= WHAT IS REQUIRED =
Render the lines from the line with "Task: indicate one point on every instance of the stair" up to and including the line with "Task: indicate one point on every instance of the wood trim" as a numbered list, leaving out blank lines.
╭─ SUPPLIED ENTRIES
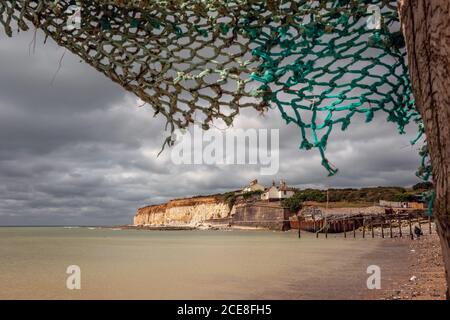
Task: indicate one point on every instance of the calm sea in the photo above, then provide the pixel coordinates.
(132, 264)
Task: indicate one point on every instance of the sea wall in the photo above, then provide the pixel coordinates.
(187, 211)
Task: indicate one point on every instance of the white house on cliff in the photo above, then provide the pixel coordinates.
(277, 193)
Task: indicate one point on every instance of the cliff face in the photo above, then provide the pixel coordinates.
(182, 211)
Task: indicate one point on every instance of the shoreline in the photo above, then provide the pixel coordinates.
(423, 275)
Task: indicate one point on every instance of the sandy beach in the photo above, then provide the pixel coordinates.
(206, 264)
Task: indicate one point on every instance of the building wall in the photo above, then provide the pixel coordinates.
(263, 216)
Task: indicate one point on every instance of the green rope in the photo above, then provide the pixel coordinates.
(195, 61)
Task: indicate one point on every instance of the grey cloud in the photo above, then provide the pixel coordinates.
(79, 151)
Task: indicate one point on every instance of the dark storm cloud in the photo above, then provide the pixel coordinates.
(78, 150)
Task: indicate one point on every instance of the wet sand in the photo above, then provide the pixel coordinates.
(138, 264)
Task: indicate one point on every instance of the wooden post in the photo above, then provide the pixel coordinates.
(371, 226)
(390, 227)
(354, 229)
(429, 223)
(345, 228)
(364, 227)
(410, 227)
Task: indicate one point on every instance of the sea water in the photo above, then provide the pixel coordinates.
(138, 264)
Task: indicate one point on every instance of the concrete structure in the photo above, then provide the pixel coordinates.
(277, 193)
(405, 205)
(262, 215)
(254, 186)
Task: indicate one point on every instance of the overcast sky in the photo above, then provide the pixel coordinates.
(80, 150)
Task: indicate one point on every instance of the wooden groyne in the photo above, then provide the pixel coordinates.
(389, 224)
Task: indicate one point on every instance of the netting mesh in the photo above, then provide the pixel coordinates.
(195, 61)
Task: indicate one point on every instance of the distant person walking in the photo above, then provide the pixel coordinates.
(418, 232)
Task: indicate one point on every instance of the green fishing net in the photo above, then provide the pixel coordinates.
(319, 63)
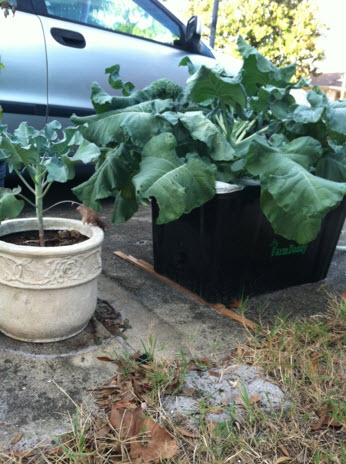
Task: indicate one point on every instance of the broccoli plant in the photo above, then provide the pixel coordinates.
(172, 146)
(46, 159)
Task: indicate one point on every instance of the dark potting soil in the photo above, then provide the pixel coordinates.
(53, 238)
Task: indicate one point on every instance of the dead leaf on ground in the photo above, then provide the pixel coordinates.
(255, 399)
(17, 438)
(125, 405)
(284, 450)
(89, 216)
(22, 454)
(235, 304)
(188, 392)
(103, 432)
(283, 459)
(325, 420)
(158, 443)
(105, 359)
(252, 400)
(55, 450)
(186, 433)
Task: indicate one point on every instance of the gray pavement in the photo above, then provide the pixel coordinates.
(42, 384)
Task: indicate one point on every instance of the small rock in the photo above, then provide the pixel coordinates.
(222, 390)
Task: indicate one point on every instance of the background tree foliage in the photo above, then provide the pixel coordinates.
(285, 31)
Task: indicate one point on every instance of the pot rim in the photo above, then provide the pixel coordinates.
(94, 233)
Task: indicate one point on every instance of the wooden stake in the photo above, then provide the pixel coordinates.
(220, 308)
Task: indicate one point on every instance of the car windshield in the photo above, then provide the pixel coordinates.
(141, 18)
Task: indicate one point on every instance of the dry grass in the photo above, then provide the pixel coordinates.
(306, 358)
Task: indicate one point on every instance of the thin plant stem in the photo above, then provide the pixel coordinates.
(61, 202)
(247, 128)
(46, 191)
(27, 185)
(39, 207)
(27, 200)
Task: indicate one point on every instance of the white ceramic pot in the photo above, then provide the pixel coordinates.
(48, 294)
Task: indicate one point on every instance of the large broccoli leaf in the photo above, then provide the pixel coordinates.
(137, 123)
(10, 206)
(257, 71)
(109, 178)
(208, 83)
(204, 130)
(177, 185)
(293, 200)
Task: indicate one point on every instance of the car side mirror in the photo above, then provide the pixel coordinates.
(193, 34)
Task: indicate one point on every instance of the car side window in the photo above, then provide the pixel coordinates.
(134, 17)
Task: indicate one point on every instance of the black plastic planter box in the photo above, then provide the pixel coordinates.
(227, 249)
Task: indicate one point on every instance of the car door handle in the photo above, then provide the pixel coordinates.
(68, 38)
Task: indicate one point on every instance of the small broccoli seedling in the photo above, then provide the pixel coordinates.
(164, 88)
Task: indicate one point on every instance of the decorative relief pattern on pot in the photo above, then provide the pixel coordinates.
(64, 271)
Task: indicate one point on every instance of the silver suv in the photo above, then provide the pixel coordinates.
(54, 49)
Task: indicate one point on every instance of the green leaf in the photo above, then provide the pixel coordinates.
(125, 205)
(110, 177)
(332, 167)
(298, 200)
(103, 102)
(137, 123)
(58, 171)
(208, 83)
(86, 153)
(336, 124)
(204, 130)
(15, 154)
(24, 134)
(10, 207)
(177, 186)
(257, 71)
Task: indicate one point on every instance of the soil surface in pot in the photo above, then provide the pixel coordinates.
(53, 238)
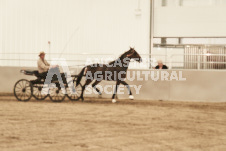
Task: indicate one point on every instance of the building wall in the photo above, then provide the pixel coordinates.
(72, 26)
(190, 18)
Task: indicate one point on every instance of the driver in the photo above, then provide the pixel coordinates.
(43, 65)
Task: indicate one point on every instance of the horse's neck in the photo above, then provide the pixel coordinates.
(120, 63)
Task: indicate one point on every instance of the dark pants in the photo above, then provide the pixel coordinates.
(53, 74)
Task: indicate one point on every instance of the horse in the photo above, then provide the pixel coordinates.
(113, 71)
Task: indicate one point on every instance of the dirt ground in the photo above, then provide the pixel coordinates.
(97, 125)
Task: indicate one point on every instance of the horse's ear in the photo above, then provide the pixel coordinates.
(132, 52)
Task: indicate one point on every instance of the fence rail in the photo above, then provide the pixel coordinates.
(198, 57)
╰─
╭─ SUPPLIED ENTRIES
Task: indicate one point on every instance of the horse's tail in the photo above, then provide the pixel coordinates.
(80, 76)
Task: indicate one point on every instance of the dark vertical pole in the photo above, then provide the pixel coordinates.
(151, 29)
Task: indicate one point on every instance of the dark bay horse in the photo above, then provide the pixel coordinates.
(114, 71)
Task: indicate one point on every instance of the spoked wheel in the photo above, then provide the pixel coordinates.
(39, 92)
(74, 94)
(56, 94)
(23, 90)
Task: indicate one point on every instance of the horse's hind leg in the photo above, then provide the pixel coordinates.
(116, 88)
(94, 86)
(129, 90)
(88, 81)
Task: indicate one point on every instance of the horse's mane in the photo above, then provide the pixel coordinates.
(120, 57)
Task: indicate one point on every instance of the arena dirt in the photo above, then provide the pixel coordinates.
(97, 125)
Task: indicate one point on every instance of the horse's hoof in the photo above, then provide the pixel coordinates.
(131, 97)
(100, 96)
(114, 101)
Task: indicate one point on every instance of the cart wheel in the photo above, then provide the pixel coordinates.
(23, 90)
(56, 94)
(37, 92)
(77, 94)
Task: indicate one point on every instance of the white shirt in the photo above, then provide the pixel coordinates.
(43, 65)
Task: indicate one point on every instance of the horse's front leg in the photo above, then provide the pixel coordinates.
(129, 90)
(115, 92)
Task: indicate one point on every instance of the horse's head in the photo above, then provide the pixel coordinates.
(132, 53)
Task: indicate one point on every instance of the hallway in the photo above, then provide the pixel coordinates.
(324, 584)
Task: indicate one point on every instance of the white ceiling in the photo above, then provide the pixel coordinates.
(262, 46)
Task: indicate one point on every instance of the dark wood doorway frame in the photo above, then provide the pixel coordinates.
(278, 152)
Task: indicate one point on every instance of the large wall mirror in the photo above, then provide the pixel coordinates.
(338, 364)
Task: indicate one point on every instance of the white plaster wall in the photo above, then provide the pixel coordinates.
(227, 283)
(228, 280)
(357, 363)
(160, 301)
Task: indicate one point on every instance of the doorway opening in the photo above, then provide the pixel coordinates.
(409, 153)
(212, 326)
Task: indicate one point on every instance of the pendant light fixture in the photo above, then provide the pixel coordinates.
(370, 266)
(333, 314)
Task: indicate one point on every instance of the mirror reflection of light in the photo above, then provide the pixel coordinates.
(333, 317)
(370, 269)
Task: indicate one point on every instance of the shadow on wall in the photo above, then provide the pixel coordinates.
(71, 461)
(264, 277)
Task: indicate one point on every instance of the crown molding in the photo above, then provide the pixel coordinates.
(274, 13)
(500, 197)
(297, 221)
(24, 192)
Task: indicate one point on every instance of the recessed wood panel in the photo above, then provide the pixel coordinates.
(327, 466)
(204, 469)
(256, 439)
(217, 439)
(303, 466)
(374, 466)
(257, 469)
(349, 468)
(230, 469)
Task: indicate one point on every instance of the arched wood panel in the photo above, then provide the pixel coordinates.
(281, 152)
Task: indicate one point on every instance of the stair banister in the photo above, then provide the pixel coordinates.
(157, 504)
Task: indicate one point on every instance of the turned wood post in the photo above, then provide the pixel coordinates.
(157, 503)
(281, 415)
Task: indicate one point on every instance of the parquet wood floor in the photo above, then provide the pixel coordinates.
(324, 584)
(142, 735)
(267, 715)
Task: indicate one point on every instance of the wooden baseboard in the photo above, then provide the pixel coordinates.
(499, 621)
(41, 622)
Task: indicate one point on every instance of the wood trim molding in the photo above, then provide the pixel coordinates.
╰─
= WRITTEN ANSWER =
1. Task: indicate one point on every instance of the stair banister in the photo above, then provide the pixel coordinates.
2. (157, 504)
3. Task: indicate one point on every instance of the turned wood post in the photo above, then provide the pixel coordinates.
4. (157, 503)
5. (281, 415)
6. Task: indicate one point on every instance of the parquet wood floor in the photo above, then provide the pixel coordinates.
7. (324, 584)
8. (142, 735)
9. (267, 715)
10. Task: indicate one point on every instance of the wooden baseboard in the photo above, then provide the pixel coordinates.
11. (499, 621)
12. (41, 622)
13. Task: indicate one point on every instance of the wood trim molding in the photo above, then provide the pixel coordinates.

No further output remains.